- Exercise brief -
Transcribe the data exactly. Pictures stay out.

- Input -
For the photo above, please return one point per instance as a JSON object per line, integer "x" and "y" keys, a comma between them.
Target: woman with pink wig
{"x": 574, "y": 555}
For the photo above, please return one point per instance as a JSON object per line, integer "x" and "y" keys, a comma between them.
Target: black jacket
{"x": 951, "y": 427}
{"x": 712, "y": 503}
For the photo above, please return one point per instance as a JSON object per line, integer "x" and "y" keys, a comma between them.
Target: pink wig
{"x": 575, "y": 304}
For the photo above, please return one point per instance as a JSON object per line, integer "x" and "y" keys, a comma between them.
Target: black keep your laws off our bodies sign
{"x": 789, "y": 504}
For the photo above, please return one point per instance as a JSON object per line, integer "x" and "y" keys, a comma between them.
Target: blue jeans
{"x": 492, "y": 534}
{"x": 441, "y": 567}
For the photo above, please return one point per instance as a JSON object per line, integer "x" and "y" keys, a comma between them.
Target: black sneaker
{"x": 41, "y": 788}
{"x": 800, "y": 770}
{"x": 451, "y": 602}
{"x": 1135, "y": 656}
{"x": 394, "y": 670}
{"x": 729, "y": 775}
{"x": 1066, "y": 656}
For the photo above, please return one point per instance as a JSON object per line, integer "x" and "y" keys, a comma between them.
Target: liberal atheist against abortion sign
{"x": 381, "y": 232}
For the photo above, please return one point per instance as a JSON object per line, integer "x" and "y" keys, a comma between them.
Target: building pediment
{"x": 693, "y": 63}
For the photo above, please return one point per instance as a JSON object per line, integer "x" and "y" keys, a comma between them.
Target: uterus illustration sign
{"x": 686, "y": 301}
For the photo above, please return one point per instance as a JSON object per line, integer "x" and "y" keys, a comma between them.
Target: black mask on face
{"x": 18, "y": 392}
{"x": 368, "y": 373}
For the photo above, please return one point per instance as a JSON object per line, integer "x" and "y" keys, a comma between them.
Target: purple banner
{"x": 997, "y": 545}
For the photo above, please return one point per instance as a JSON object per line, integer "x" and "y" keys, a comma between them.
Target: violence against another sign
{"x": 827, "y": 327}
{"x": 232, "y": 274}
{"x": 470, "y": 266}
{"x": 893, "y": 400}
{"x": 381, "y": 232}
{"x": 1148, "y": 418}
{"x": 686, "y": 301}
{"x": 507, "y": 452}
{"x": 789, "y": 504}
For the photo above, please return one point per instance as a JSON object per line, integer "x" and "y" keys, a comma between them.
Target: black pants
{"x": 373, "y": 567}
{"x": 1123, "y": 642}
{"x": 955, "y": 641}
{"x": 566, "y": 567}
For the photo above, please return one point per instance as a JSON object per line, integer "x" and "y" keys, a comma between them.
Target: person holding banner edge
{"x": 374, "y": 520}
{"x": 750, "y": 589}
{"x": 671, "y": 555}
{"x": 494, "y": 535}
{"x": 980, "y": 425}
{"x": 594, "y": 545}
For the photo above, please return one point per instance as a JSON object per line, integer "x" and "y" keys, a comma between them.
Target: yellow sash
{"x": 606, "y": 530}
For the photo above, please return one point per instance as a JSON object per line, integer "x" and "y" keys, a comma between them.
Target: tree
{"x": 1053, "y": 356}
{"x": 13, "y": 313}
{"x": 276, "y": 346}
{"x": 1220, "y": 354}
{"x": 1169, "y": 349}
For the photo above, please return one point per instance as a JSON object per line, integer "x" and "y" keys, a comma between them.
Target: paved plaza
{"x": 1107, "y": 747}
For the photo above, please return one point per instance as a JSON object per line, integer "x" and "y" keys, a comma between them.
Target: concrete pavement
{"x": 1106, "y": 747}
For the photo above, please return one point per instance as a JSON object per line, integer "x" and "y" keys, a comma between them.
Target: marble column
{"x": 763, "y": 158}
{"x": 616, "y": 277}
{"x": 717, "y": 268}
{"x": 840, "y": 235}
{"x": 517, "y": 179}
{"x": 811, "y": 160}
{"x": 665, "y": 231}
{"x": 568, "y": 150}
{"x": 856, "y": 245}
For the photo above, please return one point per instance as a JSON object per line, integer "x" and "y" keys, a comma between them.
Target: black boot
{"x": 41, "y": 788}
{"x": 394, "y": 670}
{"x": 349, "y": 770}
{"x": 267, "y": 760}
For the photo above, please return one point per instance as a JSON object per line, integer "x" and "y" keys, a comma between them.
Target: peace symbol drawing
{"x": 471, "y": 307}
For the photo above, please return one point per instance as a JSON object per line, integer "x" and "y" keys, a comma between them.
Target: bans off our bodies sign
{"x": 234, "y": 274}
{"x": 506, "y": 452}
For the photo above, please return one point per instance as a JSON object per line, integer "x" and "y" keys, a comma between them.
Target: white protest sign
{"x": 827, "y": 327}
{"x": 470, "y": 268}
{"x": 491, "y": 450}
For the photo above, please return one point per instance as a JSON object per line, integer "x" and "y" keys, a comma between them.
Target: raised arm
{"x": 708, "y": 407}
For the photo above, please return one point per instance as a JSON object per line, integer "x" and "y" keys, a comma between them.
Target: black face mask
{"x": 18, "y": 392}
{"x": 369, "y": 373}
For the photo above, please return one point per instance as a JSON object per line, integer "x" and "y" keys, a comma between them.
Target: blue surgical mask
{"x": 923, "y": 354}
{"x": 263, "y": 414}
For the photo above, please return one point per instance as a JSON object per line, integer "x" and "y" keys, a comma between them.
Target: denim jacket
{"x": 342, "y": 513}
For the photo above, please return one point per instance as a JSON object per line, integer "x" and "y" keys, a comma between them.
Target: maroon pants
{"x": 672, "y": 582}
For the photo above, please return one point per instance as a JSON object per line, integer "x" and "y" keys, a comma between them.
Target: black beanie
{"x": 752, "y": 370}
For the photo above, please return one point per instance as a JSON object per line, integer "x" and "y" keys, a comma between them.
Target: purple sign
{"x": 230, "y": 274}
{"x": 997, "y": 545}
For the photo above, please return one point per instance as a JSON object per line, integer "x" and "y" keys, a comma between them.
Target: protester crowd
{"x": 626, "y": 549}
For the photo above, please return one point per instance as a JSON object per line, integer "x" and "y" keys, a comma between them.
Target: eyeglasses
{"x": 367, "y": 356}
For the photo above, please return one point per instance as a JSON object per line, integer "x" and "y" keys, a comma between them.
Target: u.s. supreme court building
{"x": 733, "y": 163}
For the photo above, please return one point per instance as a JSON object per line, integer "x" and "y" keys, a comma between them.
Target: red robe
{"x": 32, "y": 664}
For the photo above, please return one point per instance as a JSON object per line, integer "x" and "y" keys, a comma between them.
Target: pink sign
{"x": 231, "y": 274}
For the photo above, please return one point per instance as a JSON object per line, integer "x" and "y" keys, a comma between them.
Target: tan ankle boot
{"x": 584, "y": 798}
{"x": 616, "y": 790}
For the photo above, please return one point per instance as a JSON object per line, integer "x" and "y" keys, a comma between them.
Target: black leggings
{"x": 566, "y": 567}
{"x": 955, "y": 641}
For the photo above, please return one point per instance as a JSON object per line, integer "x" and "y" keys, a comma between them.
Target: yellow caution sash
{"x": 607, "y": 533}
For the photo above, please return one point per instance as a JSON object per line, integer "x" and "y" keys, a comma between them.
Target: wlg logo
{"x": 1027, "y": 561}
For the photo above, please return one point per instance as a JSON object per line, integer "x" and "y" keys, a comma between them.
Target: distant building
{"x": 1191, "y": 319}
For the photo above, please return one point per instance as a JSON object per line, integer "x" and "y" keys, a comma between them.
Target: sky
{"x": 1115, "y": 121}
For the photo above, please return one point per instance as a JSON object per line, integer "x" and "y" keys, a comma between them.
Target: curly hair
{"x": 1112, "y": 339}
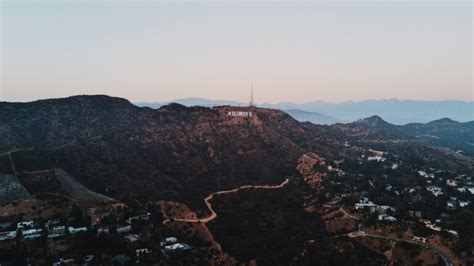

- Reply -
For the photo above, please return one point per instance as a JSON object per line, integer "x" and "y" keys, a comma between them.
Target: woman with pink wig
{"x": 574, "y": 555}
For the photo above, please return one point per instance as a JSON object per line, integer "x" and "y" keys, a comma between them.
Target: black jacket
{"x": 951, "y": 427}
{"x": 712, "y": 503}
For the photo above, please return one point per instance as a JSON object per line, integer "x" and "y" keys, a comma between them.
Target: pink wig
{"x": 575, "y": 304}
For the photo above, please return one point per instance as a JSON object per line, integer "x" and "y" keys, a comma between them.
Target: black keep your laws off our bodies sign
{"x": 789, "y": 504}
For the photo above, please return one point per instance as a JSON object per line, integer "x" and "y" keys, a comma between them.
Target: blue jeans
{"x": 492, "y": 534}
{"x": 441, "y": 567}
For the photo above, please return one point per instance as a JSON object per line, integer "x" and "y" keys, a comma between them.
Target: black sneaker
{"x": 41, "y": 788}
{"x": 800, "y": 770}
{"x": 451, "y": 602}
{"x": 1135, "y": 656}
{"x": 394, "y": 670}
{"x": 729, "y": 775}
{"x": 1066, "y": 656}
For the photo above, please return one point per instance as a JSON object per line, integer "x" and "y" keys, a comma between them.
Target: liberal atheist against abortion sign
{"x": 381, "y": 232}
For the photo above, please return one point per instance as a JSON object per line, integer "x" and "y" keys, a comma between them.
Target: building pediment
{"x": 693, "y": 63}
For the photo above, please return one point per instance as a JSON object per line, integer "x" and "y" keys, a comma between them.
Target: uterus illustration sign
{"x": 686, "y": 301}
For the photo above, please return one point per instance as a JSON object per line, integer "x" and "y" keys, a comma between them.
Target: black mask on face
{"x": 18, "y": 392}
{"x": 368, "y": 373}
For the photo above, please return one point per instance as a JSON object per line, integer "x" and "y" keys, a comma between them.
Target: purple banner
{"x": 997, "y": 545}
For the photo above, please return one point per instance as a JSON object per line, integer "x" and "y" keys, a comma between them.
Target: violence against another sign
{"x": 827, "y": 327}
{"x": 232, "y": 274}
{"x": 470, "y": 266}
{"x": 893, "y": 400}
{"x": 381, "y": 232}
{"x": 1148, "y": 418}
{"x": 686, "y": 301}
{"x": 507, "y": 452}
{"x": 789, "y": 504}
For the photo above, please return one point per instance as a JSON object per line, integer "x" and "y" keys, a comma between them.
Target: black pants
{"x": 373, "y": 567}
{"x": 1123, "y": 642}
{"x": 955, "y": 641}
{"x": 566, "y": 567}
For the photo above, please return one point per instance as a JSON object per line, integer "x" and "y" keys, a comma between them.
Target: person holding banner edge
{"x": 374, "y": 520}
{"x": 750, "y": 589}
{"x": 671, "y": 555}
{"x": 494, "y": 535}
{"x": 980, "y": 425}
{"x": 594, "y": 545}
For the photo above, please return one point per instance as a JSON object per line, integer "x" and "y" keys, a comma between them.
Target: yellow sash
{"x": 606, "y": 530}
For the photo above, please return one point per instance as a JSON object per line, integer "x" and "y" keys, a comma between them.
Target: tree
{"x": 1053, "y": 356}
{"x": 13, "y": 313}
{"x": 276, "y": 346}
{"x": 1220, "y": 354}
{"x": 1169, "y": 349}
For the photo above, please return one point per instance as a JSON object per line, integer "x" and "y" keys, a comma between them.
Target: paved plaza
{"x": 1107, "y": 747}
For the photo above, please return one point per instance as a JSON object per line, integer "x" and "y" keys, a comma between them.
Target: concrete pavement
{"x": 1106, "y": 747}
For the photo above, please return one point per instance as a JSON object per line, integer "x" and "y" keys, a comma between them.
Target: marble column
{"x": 763, "y": 158}
{"x": 616, "y": 277}
{"x": 717, "y": 268}
{"x": 840, "y": 235}
{"x": 517, "y": 179}
{"x": 811, "y": 160}
{"x": 665, "y": 231}
{"x": 568, "y": 150}
{"x": 856, "y": 245}
For the photo above, please return one point per instance as a JSON object per line, integer "x" and "y" keys, a comma between them.
Target: black boot
{"x": 41, "y": 788}
{"x": 394, "y": 670}
{"x": 349, "y": 770}
{"x": 267, "y": 760}
For the photo above, please return one point per instance as a JSON object per line, integer "x" and "y" keys, a comma between them.
Target: peace symbol drawing
{"x": 471, "y": 307}
For the photo above, please return one point per instance as a JSON object per line, integer "x" and "y" keys, a comma between them.
Target: bans off our bodies sign
{"x": 234, "y": 274}
{"x": 506, "y": 452}
For the photo above, please return one point per instance as a JSON object per line, integer "x" and "y" keys, a comma between them.
Target: white protest sign
{"x": 827, "y": 327}
{"x": 470, "y": 268}
{"x": 491, "y": 450}
For the photo above, please return one point per instance as a JSON object per line, integer "x" and "y" keys, a comma between them.
Target: raised arm
{"x": 708, "y": 407}
For the photo above, please return one point per instance as a JSON object per line, integer "x" and "y" keys, a comma between them.
Target: black face mask
{"x": 18, "y": 392}
{"x": 369, "y": 373}
For the photo above, please return one point per instance as a JSON object per line, integer "x" and "y" keys, a comma between them.
Target: blue surgical mask
{"x": 923, "y": 354}
{"x": 263, "y": 414}
For the photo above, please return one point per instance as a JSON object per line, integer "x" and "y" keys, a comma between them.
Target: denim jacket
{"x": 342, "y": 513}
For the photo above, please return one point per instance as a JSON object per line, integer "x" and "y" keys, a comma between them.
Target: maroon pants
{"x": 672, "y": 582}
For the photo above, please return one point per instance as a JSON object per line, integer "x" and "y" keys, a comma between them.
Target: black beanie
{"x": 752, "y": 370}
For the photo above, please return one point per instance as a JSON object per line, integer "x" and "y" keys, a comma between them.
Target: purple sign
{"x": 230, "y": 274}
{"x": 997, "y": 545}
For the photo above, please return one point per instance as a JSON object per line, integer "x" and "y" keys, a comma between them.
Target: protester crowd
{"x": 626, "y": 549}
For the photo above, please return one point per instance as a JSON object per line, integer "x" and "y" keys, a comma between them.
Target: eyeglasses
{"x": 367, "y": 356}
For the photo above, please return one point per instance as a JSON object per line, integer "x" and "y" keys, a comma between them.
Target: u.s. supreme court building
{"x": 733, "y": 163}
For the photo above, please return one point per instance as a JSON object per line, integer "x" and "y" keys, a comma between them.
Target: red robe
{"x": 32, "y": 664}
For the photo above, please return one point per instance as a JSON object per line, integer "x" and "y" keys, a comma between them.
Target: pink sign
{"x": 231, "y": 274}
For the photo above, please return one point per instance as a JSON object per line, integer "x" and "y" keys, a comma between them.
Target: tan ankle boot
{"x": 584, "y": 798}
{"x": 616, "y": 790}
For the photo above, please return one point per instance as a JSON object per line, integer "x" and "y" keys, a comma between them.
Target: black leggings
{"x": 566, "y": 567}
{"x": 955, "y": 641}
For the photo above, please return one point per instance as a JSON object per line, integer "x" and "y" keys, a comma between them.
Target: yellow caution sash
{"x": 607, "y": 533}
For the photo above, please return one point per instance as a JSON object per line, integer "x" and "y" keys, a comma between them.
Target: wlg logo
{"x": 1027, "y": 561}
For the photo above, please return one point per instance as a JSON object per line, integer "x" and "y" keys, a comma between them.
Target: distant building
{"x": 1191, "y": 319}
For the photo above, please return one point per instance as a JSON object per line, integer "x" and "y" keys, a comma between them.
Target: sky
{"x": 1115, "y": 121}
For the photo above, please return one point per instance as a JSON object per line, integer "x" and "y" keys, a comma between them.
Target: curly hair
{"x": 1112, "y": 339}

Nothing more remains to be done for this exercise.